## Segmentation mask data
[Start of Attachment]
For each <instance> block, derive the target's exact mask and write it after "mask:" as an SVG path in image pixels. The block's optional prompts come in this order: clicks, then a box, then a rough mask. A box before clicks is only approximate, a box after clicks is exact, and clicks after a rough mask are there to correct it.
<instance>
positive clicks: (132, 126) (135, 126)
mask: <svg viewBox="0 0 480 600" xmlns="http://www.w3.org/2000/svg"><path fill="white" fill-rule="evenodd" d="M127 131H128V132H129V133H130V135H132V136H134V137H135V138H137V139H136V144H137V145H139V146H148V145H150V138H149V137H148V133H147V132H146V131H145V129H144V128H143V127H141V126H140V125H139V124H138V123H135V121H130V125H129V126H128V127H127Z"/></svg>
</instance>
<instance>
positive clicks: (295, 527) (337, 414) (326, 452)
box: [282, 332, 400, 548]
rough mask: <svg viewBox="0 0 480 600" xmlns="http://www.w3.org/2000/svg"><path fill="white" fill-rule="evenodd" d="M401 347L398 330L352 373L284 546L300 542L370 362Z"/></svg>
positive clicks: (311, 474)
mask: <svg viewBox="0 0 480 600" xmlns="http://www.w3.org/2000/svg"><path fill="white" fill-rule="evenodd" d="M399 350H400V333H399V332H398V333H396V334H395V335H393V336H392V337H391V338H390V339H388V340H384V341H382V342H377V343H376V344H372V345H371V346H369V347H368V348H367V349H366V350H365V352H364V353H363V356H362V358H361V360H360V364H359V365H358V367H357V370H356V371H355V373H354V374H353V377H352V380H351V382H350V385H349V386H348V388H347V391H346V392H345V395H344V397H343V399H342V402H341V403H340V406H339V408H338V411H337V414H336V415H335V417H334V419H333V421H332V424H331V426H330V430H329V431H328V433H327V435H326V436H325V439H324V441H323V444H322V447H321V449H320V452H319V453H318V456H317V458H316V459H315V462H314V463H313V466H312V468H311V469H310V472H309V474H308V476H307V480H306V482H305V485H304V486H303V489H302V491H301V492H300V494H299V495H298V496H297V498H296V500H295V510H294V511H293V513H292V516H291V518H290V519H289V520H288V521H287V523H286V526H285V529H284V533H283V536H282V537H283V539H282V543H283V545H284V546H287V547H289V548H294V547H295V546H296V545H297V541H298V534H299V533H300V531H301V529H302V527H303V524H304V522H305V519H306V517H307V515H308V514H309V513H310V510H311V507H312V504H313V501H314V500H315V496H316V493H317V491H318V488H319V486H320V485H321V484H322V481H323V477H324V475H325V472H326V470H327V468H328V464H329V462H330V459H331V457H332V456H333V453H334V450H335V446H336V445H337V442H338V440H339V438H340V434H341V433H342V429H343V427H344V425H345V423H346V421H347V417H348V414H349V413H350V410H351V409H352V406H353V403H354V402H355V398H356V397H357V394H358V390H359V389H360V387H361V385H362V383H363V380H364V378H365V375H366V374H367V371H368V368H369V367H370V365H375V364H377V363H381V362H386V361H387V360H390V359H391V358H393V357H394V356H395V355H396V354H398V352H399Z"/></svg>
[End of Attachment]
Count the lines of the records that include the word "instance", please, and report the number alone.

4